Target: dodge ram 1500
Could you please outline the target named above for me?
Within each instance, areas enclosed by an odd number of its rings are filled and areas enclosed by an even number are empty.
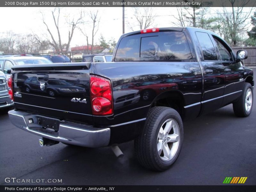
[[[42,146],[134,140],[141,165],[164,171],[180,151],[183,120],[230,104],[237,116],[250,115],[253,72],[241,60],[247,57],[201,29],[133,32],[121,36],[112,62],[12,67],[9,116],[42,136]]]

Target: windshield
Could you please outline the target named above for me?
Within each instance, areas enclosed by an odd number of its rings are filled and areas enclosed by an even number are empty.
[[[112,55],[106,55],[105,58],[107,62],[111,62],[112,61]]]
[[[20,59],[14,60],[14,62],[17,65],[26,64],[52,64],[50,61],[47,59]]]

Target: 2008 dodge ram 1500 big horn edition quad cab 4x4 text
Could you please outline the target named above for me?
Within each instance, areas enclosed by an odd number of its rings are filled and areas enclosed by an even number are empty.
[[[140,163],[163,171],[180,151],[182,120],[231,103],[237,116],[250,114],[253,72],[241,61],[247,57],[201,29],[132,32],[121,36],[112,62],[13,67],[9,116],[41,136],[41,145],[135,140]]]

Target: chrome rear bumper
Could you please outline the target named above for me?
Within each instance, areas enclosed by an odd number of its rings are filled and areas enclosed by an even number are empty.
[[[15,110],[9,111],[8,113],[11,122],[14,125],[43,137],[75,145],[91,148],[105,147],[109,142],[110,130],[109,128],[97,128],[89,125],[60,121],[51,118],[59,123],[58,131],[54,131],[43,128],[38,123],[38,118],[48,117]],[[29,119],[32,119],[34,122],[29,123]]]

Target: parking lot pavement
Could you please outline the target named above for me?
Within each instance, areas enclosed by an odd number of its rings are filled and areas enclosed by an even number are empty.
[[[255,185],[256,105],[253,108],[247,118],[236,117],[229,105],[184,122],[180,155],[164,172],[140,166],[133,142],[119,145],[124,156],[118,159],[108,147],[91,149],[62,143],[40,147],[39,137],[15,127],[2,113],[0,184],[13,185],[4,179],[16,177],[45,180],[16,185],[221,185],[227,177],[247,177],[245,184]],[[45,183],[49,179],[62,182]]]

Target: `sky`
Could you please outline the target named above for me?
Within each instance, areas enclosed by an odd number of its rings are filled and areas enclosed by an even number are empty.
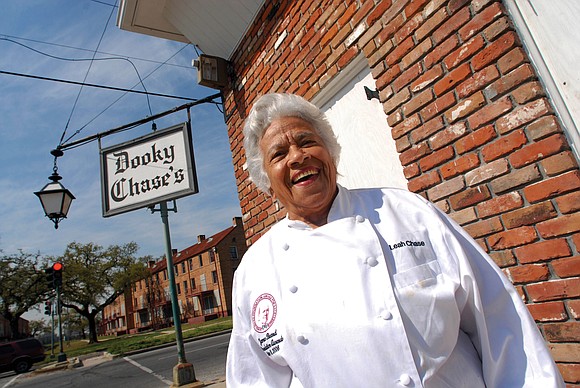
[[[192,45],[119,29],[114,4],[0,0],[0,71],[143,91],[141,78],[149,92],[197,99],[217,93],[197,84],[191,62],[198,53]],[[93,56],[99,60],[90,61]],[[97,142],[66,150],[58,159],[61,183],[76,197],[58,229],[34,192],[49,183],[50,151],[63,132],[75,141],[187,102],[150,96],[149,110],[143,94],[0,73],[0,254],[58,256],[71,242],[108,247],[134,241],[139,256],[162,256],[159,213],[137,209],[103,218]],[[178,199],[177,212],[169,213],[172,248],[178,250],[241,216],[223,114],[213,104],[201,104],[191,116],[199,193]],[[186,120],[183,110],[156,124],[163,129]],[[151,123],[108,136],[102,146],[149,133]]]

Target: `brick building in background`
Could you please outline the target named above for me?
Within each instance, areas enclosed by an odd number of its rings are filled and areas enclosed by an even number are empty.
[[[246,252],[242,219],[235,217],[229,228],[180,251],[173,263],[181,319],[188,323],[227,317],[232,314],[234,271]],[[167,262],[149,263],[150,276],[135,282],[103,309],[102,335],[135,333],[173,325]]]
[[[249,244],[285,212],[248,179],[243,122],[260,95],[296,93],[337,131],[341,183],[404,185],[489,252],[574,385],[580,82],[577,62],[558,55],[579,51],[577,40],[566,47],[579,16],[561,0],[125,0],[119,24],[229,61],[226,124]]]

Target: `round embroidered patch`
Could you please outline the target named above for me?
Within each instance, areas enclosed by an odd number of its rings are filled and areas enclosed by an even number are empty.
[[[252,325],[258,333],[263,333],[274,324],[278,305],[276,300],[270,294],[260,295],[252,307]]]

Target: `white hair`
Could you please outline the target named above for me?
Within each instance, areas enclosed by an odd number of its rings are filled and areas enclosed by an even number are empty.
[[[332,127],[316,105],[295,94],[265,94],[256,101],[244,124],[244,148],[250,179],[267,194],[269,194],[270,179],[264,170],[260,140],[272,121],[281,117],[298,117],[310,123],[322,138],[335,166],[338,166],[340,158],[340,145]]]

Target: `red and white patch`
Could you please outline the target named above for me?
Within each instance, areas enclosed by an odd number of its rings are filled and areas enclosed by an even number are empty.
[[[278,313],[276,300],[270,294],[260,295],[252,307],[252,325],[258,333],[263,333],[272,327]]]

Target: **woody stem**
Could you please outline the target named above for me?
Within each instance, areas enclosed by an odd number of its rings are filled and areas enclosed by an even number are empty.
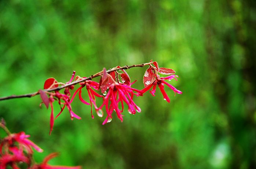
[[[148,63],[146,63],[145,64],[139,64],[138,65],[132,65],[131,66],[124,66],[122,67],[121,67],[118,68],[113,68],[112,69],[109,69],[109,70],[107,70],[106,71],[107,73],[110,73],[110,72],[112,72],[114,71],[116,71],[117,70],[122,70],[122,69],[130,69],[130,68],[135,68],[135,67],[143,67],[145,66],[146,66],[147,65],[150,65],[150,64],[153,64],[153,62],[149,62]],[[98,76],[100,76],[103,73],[103,72],[102,71],[100,72],[99,72],[95,74],[94,74],[93,75],[91,75],[90,77],[85,78],[83,78],[82,79],[81,79],[79,80],[77,80],[76,81],[74,81],[73,82],[72,82],[71,83],[69,83],[67,84],[65,84],[65,85],[63,85],[61,86],[60,86],[59,87],[58,87],[57,88],[54,88],[53,89],[46,89],[46,90],[44,90],[44,91],[45,92],[52,92],[53,91],[59,91],[60,90],[61,90],[62,89],[63,89],[64,88],[66,88],[67,87],[68,87],[69,86],[71,86],[72,85],[74,85],[76,84],[77,84],[78,83],[79,83],[81,82],[83,82],[85,81],[86,80],[91,80],[93,78],[97,77]],[[36,95],[37,95],[39,94],[39,91],[37,91],[37,92],[35,92],[34,93],[28,93],[28,94],[25,94],[24,95],[12,95],[11,96],[5,96],[5,97],[0,97],[0,101],[1,100],[8,100],[8,99],[15,99],[15,98],[21,98],[21,97],[32,97],[34,96],[36,96]]]

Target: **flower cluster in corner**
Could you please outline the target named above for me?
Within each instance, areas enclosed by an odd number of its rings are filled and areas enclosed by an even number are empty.
[[[102,117],[104,115],[103,112],[106,112],[106,116],[103,124],[111,121],[112,114],[114,112],[116,112],[118,118],[121,122],[122,122],[124,104],[127,105],[128,111],[129,113],[135,114],[136,112],[140,112],[140,108],[134,103],[134,96],[142,96],[143,93],[149,90],[152,87],[152,89],[150,91],[152,95],[155,96],[156,86],[158,85],[163,95],[164,99],[168,103],[170,103],[170,100],[164,89],[165,85],[167,86],[172,90],[175,95],[176,93],[182,93],[181,91],[165,81],[166,80],[171,81],[173,79],[177,81],[176,78],[178,76],[174,74],[175,73],[174,70],[169,68],[159,68],[157,62],[153,62],[152,60],[150,62],[145,64],[147,65],[149,65],[149,67],[144,74],[143,81],[145,88],[142,90],[131,87],[131,85],[134,82],[131,83],[128,74],[120,66],[110,69],[110,71],[107,72],[106,69],[104,68],[102,71],[98,73],[101,76],[99,82],[78,76],[74,78],[75,71],[73,72],[69,81],[65,83],[58,82],[53,78],[47,79],[44,84],[44,89],[51,89],[58,87],[59,85],[64,85],[69,84],[72,82],[74,79],[74,81],[81,82],[79,83],[80,87],[74,92],[71,99],[70,90],[74,89],[73,85],[66,87],[63,94],[60,93],[58,91],[55,90],[51,92],[45,91],[40,91],[43,102],[47,108],[50,104],[51,109],[50,120],[50,134],[53,129],[54,120],[62,114],[65,107],[67,107],[69,112],[72,120],[74,118],[78,119],[81,119],[73,111],[71,105],[77,93],[79,99],[82,103],[90,105],[91,114],[93,119],[94,118],[93,115],[93,107],[98,116],[100,117]],[[143,65],[143,66],[145,65]],[[121,72],[120,73],[117,69]],[[160,77],[158,74],[158,73],[169,76],[166,77]],[[86,87],[87,90],[87,93],[88,93],[89,98],[88,101],[85,101],[82,95],[82,89],[84,87]],[[99,94],[97,91],[100,91],[102,95]],[[47,94],[49,96],[47,96]],[[98,101],[96,101],[96,100]],[[55,118],[54,117],[53,104],[55,100],[58,101],[61,108],[60,112]],[[102,101],[101,104],[99,104],[99,101]],[[99,104],[98,105],[97,102],[98,104]],[[104,107],[105,110],[103,110],[103,108]]]
[[[43,150],[28,139],[29,135],[22,131],[18,133],[11,133],[3,123],[0,122],[0,127],[3,128],[8,135],[0,140],[0,169],[8,168],[19,169],[19,165],[26,164],[29,169],[80,169],[80,166],[51,166],[47,163],[57,154],[54,153],[47,156],[41,164],[37,164],[33,161],[33,149],[40,153]],[[24,166],[24,165],[22,165]]]

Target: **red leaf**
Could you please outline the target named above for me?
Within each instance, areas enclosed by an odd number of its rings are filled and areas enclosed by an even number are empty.
[[[100,87],[102,85],[102,84],[105,84],[108,80],[109,77],[107,76],[107,72],[105,68],[103,68],[103,74],[101,75],[101,77],[99,80]]]
[[[153,64],[154,64],[154,65],[156,66],[156,68],[157,68],[157,70],[158,72],[159,72],[159,67],[158,66],[158,64],[157,63],[157,62],[156,61],[154,61],[153,62]]]
[[[143,77],[143,83],[144,84],[144,87],[145,88],[147,87],[154,81],[155,79],[155,77],[153,73],[153,69],[151,67],[150,67],[145,72],[144,76]]]
[[[50,89],[50,88],[55,88],[58,87],[59,85],[57,84],[58,82],[53,77],[48,78],[44,82],[44,89]]]
[[[40,89],[39,90],[39,91],[40,91],[40,96],[41,96],[42,100],[43,100],[43,102],[44,102],[44,104],[45,105],[45,106],[46,106],[46,108],[48,109],[49,107],[49,104],[50,103],[48,96],[47,96],[46,93],[43,90]]]
[[[165,68],[159,68],[158,72],[163,74],[171,74],[175,73],[175,72],[171,69]]]

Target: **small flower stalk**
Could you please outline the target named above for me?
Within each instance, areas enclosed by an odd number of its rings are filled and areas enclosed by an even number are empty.
[[[0,122],[0,127],[6,132],[7,135],[0,139],[0,169],[10,167],[14,169],[19,169],[20,165],[25,163],[29,169],[80,169],[78,166],[53,166],[47,164],[48,161],[56,156],[58,153],[51,154],[46,157],[43,162],[37,164],[34,161],[33,149],[39,153],[43,151],[38,146],[29,140],[30,135],[23,131],[11,133],[8,130],[5,123]]]
[[[147,65],[149,65],[149,67],[145,72],[143,78],[145,88],[141,90],[132,88],[132,85],[136,81],[131,83],[130,77],[124,69],[133,67],[143,67]],[[174,74],[175,72],[171,69],[160,68],[157,62],[152,60],[149,63],[141,65],[122,67],[118,66],[107,71],[104,68],[101,72],[89,77],[81,77],[77,76],[74,78],[75,72],[74,71],[70,80],[65,83],[58,82],[53,78],[48,78],[44,84],[44,89],[45,90],[40,91],[43,103],[47,108],[50,104],[51,110],[50,134],[52,131],[55,120],[62,113],[65,107],[69,112],[72,120],[74,118],[81,119],[80,116],[73,112],[71,107],[71,104],[77,93],[79,100],[83,103],[90,106],[92,118],[94,118],[93,109],[100,117],[104,116],[103,112],[106,113],[106,116],[102,123],[105,124],[111,121],[113,113],[114,112],[121,122],[123,121],[123,116],[124,115],[123,114],[124,104],[126,104],[128,106],[127,111],[130,114],[135,114],[136,112],[140,112],[140,108],[134,102],[134,96],[143,96],[144,93],[151,88],[152,89],[150,92],[152,96],[155,96],[157,86],[164,99],[169,103],[171,100],[165,90],[165,86],[167,86],[172,89],[174,92],[175,95],[176,93],[181,94],[182,93],[166,81],[167,80],[171,81],[173,79],[177,80],[178,76]],[[165,77],[160,77],[158,73],[168,76]],[[92,80],[93,78],[97,76],[100,76],[99,82]],[[70,90],[73,89],[74,84],[79,84],[80,86],[71,97]],[[87,92],[82,92],[85,87]],[[65,88],[64,93],[61,93],[59,89],[55,89],[59,88]],[[86,96],[85,96],[85,95]],[[88,99],[85,99],[86,98]],[[96,100],[98,100],[98,104],[99,101],[102,101],[102,103],[97,105]],[[59,112],[55,118],[53,104],[55,101],[58,102],[61,108]]]

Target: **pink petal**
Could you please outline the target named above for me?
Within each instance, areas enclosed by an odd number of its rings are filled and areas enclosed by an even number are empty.
[[[87,101],[86,101],[85,100],[84,100],[83,98],[82,97],[82,90],[80,90],[79,91],[79,93],[78,93],[78,95],[79,95],[79,99],[80,99],[80,100],[84,104],[87,104],[87,105],[89,105],[90,103],[89,103],[87,102]]]

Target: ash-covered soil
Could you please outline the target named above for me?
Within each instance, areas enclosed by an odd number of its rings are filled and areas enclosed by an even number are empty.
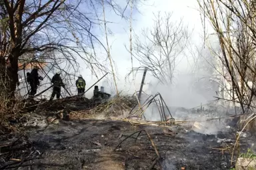
[[[235,143],[235,131],[231,128],[217,135],[203,135],[191,130],[191,127],[135,126],[126,121],[88,119],[60,120],[43,130],[28,130],[28,138],[21,142],[23,148],[19,151],[11,149],[13,154],[2,158],[0,165],[2,169],[5,165],[16,167],[18,161],[19,170],[149,169],[157,155],[145,132],[128,138],[114,151],[121,141],[140,130],[148,132],[160,154],[155,169],[230,169],[230,153],[214,148]],[[17,139],[10,140],[13,143]],[[241,151],[247,149],[247,143],[241,144]],[[1,151],[2,156],[3,147]],[[15,165],[6,166],[11,163]]]

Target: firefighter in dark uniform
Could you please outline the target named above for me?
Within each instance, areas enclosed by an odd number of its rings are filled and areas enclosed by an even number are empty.
[[[63,83],[62,79],[61,77],[60,71],[57,72],[56,74],[53,75],[53,79],[51,79],[51,83],[53,83],[53,93],[51,94],[50,101],[53,99],[55,95],[56,98],[59,99],[61,96],[61,86],[65,87],[65,85]]]
[[[27,80],[31,87],[29,97],[33,97],[37,93],[37,87],[40,85],[39,79],[43,80],[43,77],[38,75],[39,69],[38,66],[34,66],[31,73],[28,74]]]
[[[83,77],[81,75],[79,75],[78,77],[78,79],[75,81],[75,85],[77,88],[77,93],[78,95],[83,94],[85,91],[85,81],[84,79],[83,79]]]

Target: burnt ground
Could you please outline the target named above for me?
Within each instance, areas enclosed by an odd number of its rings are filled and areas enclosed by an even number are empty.
[[[122,140],[140,130],[148,132],[160,154],[155,169],[230,169],[229,152],[213,148],[234,143],[235,131],[231,128],[217,135],[204,135],[185,126],[167,129],[95,119],[60,120],[43,130],[30,128],[27,138],[10,137],[11,142],[5,147],[0,146],[0,169],[21,166],[19,170],[149,169],[157,156],[145,132],[137,138],[135,134],[113,151]],[[219,142],[220,139],[229,140]],[[247,149],[247,144],[243,143],[240,149]],[[15,148],[17,144],[21,147]]]

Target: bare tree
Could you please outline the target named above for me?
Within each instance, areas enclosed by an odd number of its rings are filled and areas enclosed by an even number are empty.
[[[173,83],[173,73],[189,39],[183,19],[172,22],[171,16],[165,13],[161,17],[160,12],[155,15],[153,27],[143,30],[143,37],[137,37],[133,45],[133,55],[141,66],[131,71],[147,67],[163,84]]]
[[[104,3],[120,16],[126,9],[113,1]],[[94,73],[105,71],[95,47],[108,50],[91,31],[103,23],[99,7],[102,1],[1,0],[0,74],[7,94],[15,95],[17,72],[23,69],[19,63],[43,61],[67,74],[77,71],[79,57]]]
[[[253,106],[255,85],[255,4],[253,1],[198,0],[200,9],[213,27],[219,40],[222,75],[229,83],[229,95],[243,113]],[[255,104],[254,104],[255,105]]]

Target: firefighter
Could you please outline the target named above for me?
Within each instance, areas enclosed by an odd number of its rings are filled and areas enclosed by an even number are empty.
[[[81,75],[79,75],[78,79],[75,81],[75,85],[77,88],[78,95],[81,95],[85,92],[86,83]]]
[[[29,96],[33,97],[37,93],[37,87],[40,85],[39,79],[43,80],[43,77],[38,75],[38,70],[39,67],[38,66],[34,66],[31,73],[27,73],[27,81],[29,83],[31,91]]]
[[[51,79],[51,83],[53,83],[53,91],[51,94],[50,101],[52,101],[54,97],[56,95],[56,98],[57,99],[59,99],[61,96],[61,86],[65,87],[65,85],[62,81],[62,79],[61,77],[61,72],[57,71],[55,75],[53,75],[53,79]]]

++++

[Short exercise]: Collect every line of the entries above that contains the string "flower". Treat uppercase and lowercase letters as distinct when matching.

[Task result]:
Target: **flower cluster in corner**
Target: **small flower stalk**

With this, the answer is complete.